A single number is required: the count of lines in the entries below that include the word "undergrowth".

*** Opening RECORDS FOR THE TASK ***

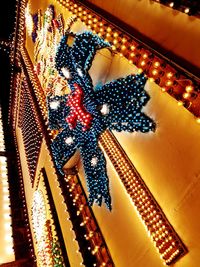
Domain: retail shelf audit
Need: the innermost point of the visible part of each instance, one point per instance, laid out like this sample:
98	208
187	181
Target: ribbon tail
96	176
63	148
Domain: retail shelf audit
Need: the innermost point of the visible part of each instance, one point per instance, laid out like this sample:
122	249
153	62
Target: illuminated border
182	86
160	230
162	233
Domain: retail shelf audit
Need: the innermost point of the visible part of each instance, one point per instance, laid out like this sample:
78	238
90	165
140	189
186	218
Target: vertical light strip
6	249
160	230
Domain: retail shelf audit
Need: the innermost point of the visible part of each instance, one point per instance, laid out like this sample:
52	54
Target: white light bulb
66	73
54	104
105	109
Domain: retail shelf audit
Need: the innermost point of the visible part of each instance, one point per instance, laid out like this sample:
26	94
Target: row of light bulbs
5	203
187	7
169	78
163	235
97	245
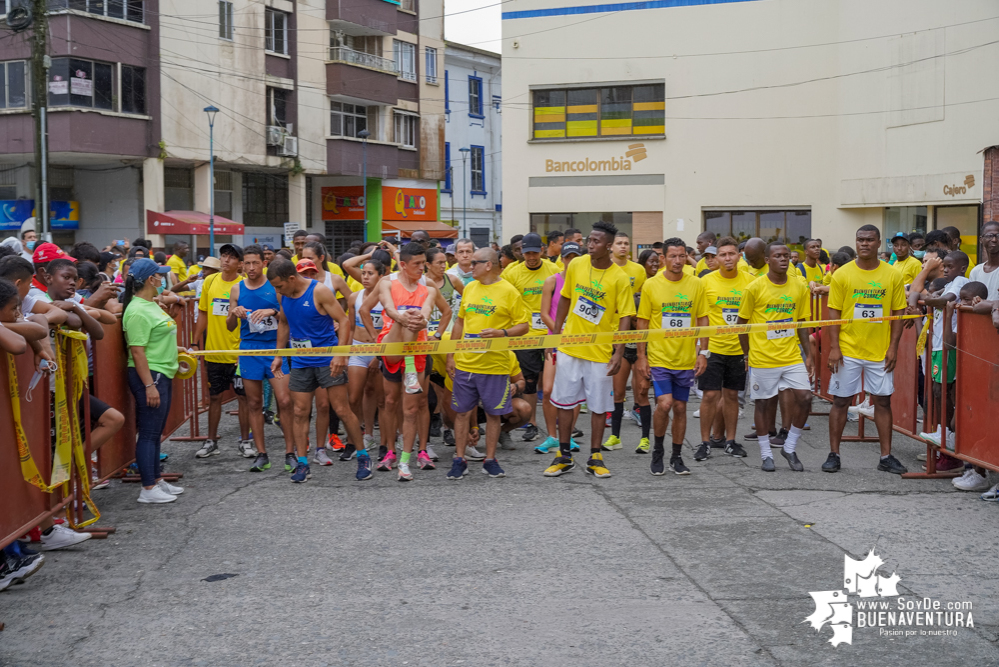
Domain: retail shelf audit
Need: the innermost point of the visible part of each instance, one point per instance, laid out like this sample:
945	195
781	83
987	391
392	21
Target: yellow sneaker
595	466
560	466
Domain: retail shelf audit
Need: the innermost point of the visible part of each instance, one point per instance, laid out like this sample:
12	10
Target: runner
529	279
254	306
774	358
862	356
725	375
597	297
672	300
308	314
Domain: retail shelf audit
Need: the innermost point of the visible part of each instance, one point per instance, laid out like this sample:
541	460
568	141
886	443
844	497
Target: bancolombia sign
635	153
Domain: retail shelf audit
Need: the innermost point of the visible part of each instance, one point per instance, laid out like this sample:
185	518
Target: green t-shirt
146	325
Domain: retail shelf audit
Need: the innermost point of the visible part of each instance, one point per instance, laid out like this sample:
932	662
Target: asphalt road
710	569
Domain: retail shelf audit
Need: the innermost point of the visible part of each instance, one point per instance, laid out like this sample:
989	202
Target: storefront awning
188	222
436	230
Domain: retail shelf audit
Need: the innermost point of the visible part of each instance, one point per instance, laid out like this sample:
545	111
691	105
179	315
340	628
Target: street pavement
710	569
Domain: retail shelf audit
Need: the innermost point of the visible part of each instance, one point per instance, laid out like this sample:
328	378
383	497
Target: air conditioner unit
275	135
289	148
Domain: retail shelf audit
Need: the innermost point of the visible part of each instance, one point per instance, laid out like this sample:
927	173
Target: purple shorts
468	389
678	383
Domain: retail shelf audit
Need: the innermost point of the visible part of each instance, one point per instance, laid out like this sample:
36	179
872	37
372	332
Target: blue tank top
264	335
308	327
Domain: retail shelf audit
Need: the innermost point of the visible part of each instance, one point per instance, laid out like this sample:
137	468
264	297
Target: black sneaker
892	465
703	452
676	465
792	460
530	433
732	448
657	467
832	463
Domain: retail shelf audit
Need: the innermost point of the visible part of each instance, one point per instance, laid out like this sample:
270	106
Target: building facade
471	197
295	82
780	119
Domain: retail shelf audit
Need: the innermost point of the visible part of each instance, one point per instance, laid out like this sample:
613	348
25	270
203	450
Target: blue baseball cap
141	269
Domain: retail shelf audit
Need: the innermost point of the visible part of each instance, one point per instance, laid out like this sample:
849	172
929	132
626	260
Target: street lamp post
211	111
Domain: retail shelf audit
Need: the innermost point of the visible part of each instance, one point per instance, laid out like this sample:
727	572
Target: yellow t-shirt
215	302
528	282
598	299
763	301
857	294
495	306
909	269
673	305
724	296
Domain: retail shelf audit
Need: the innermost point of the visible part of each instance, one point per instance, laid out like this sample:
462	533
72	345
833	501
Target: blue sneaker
491	467
459	468
301	474
547	446
363	467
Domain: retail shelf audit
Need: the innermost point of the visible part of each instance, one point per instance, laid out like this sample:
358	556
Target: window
276	31
593	112
265	199
478	170
81	83
431	68
13	85
133	89
405	59
347	120
475	96
225	19
406	129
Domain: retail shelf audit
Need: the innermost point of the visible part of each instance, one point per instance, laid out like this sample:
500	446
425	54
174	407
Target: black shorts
222	376
532	364
726	371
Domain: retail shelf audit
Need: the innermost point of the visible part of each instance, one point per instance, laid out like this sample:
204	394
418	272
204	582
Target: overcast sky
479	28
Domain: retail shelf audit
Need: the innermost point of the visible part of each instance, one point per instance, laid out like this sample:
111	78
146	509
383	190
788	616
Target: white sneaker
155	496
62	537
170	488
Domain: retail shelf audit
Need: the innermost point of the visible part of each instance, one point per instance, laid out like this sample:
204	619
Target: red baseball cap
46	252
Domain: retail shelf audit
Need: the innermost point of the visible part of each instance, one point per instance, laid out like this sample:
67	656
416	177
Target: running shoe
459	468
424	462
560	466
412	383
703	452
210	448
491	467
595	466
301	474
387	461
261	463
613	442
322	458
363	467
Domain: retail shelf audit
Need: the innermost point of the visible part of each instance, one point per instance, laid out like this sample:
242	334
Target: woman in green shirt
151	336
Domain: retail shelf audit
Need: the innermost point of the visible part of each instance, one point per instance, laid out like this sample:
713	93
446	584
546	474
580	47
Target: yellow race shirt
763	301
724	297
495	306
528	282
860	294
215	302
673	305
598	299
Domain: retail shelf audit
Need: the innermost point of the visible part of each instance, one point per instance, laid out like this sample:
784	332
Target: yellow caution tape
539	342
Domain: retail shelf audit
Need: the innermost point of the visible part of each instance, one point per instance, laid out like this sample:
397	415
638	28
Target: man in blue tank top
308	314
254	306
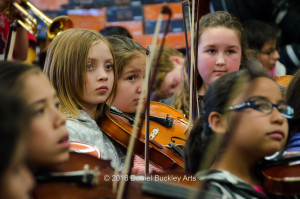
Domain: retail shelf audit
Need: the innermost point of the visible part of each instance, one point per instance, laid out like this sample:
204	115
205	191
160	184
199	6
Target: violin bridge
154	133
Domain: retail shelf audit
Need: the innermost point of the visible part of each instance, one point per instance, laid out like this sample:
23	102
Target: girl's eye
39	112
132	77
211	51
90	66
57	104
230	51
108	67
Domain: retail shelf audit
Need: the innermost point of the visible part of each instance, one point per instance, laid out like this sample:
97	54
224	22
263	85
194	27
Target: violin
282	175
168	127
85	176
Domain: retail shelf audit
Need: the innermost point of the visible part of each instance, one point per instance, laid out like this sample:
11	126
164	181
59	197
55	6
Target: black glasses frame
252	104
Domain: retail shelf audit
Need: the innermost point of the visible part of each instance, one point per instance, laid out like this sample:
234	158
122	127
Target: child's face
99	76
130	85
219	52
269	55
261	133
48	140
17	180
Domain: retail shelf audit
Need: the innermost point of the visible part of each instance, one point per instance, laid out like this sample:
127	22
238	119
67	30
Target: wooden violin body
119	129
72	189
137	189
282	177
283	80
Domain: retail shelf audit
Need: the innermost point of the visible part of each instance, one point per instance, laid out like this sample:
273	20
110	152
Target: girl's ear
217	122
177	59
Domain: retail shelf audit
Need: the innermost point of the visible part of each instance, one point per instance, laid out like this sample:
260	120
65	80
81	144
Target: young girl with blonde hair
81	67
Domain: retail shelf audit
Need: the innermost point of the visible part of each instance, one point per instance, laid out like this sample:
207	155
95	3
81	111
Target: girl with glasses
244	119
222	49
292	98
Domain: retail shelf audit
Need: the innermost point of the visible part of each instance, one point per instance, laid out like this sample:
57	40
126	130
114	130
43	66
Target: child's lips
278	135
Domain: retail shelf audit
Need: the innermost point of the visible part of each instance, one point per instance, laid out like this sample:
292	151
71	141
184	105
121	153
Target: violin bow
129	155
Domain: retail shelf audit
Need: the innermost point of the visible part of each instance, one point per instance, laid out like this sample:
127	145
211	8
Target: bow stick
130	149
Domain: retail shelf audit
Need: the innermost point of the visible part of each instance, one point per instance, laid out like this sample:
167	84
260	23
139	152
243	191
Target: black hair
14	118
292	97
216	99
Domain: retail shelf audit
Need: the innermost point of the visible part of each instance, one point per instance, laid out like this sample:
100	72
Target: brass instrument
55	26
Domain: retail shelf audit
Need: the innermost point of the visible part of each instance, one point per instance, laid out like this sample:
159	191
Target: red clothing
4	29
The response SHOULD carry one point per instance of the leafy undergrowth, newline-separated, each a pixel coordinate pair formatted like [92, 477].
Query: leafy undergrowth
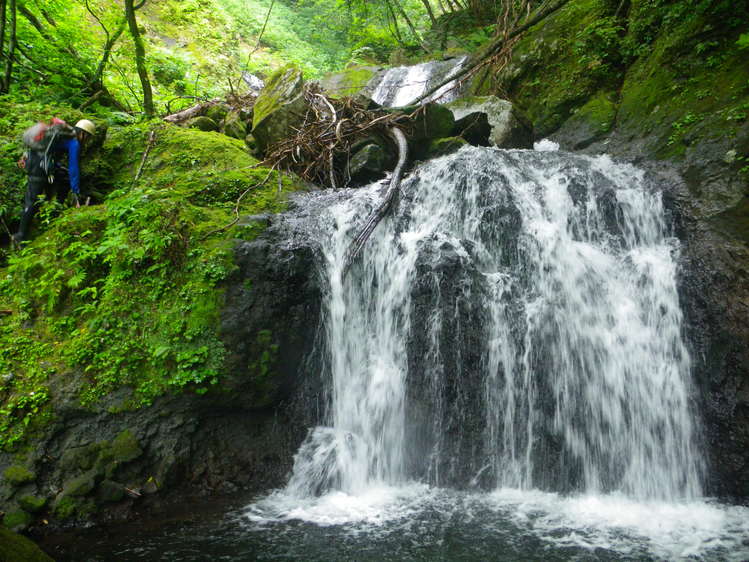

*** Closing RECORDS FOR THE TASK ***

[EXPECTED ANSWER]: 2